TASK INSTRUCTIONS: Images within the entries are to be omitted; the remainder must be reproduced exactly.

DATA TO USE:

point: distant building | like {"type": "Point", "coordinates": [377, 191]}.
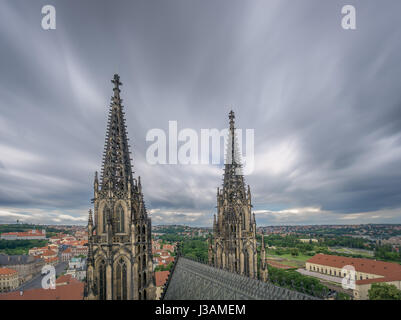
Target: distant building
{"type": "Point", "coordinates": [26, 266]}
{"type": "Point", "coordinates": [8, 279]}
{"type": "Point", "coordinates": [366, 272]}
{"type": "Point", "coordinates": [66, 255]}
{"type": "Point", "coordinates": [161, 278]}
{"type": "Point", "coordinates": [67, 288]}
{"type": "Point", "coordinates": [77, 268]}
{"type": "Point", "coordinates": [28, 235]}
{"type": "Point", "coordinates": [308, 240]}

THE COMPLETED TASK:
point: distant building | like {"type": "Point", "coordinates": [377, 191]}.
Target: distant building
{"type": "Point", "coordinates": [26, 266]}
{"type": "Point", "coordinates": [8, 279]}
{"type": "Point", "coordinates": [366, 272]}
{"type": "Point", "coordinates": [66, 255]}
{"type": "Point", "coordinates": [161, 278]}
{"type": "Point", "coordinates": [67, 288]}
{"type": "Point", "coordinates": [77, 268]}
{"type": "Point", "coordinates": [28, 235]}
{"type": "Point", "coordinates": [308, 240]}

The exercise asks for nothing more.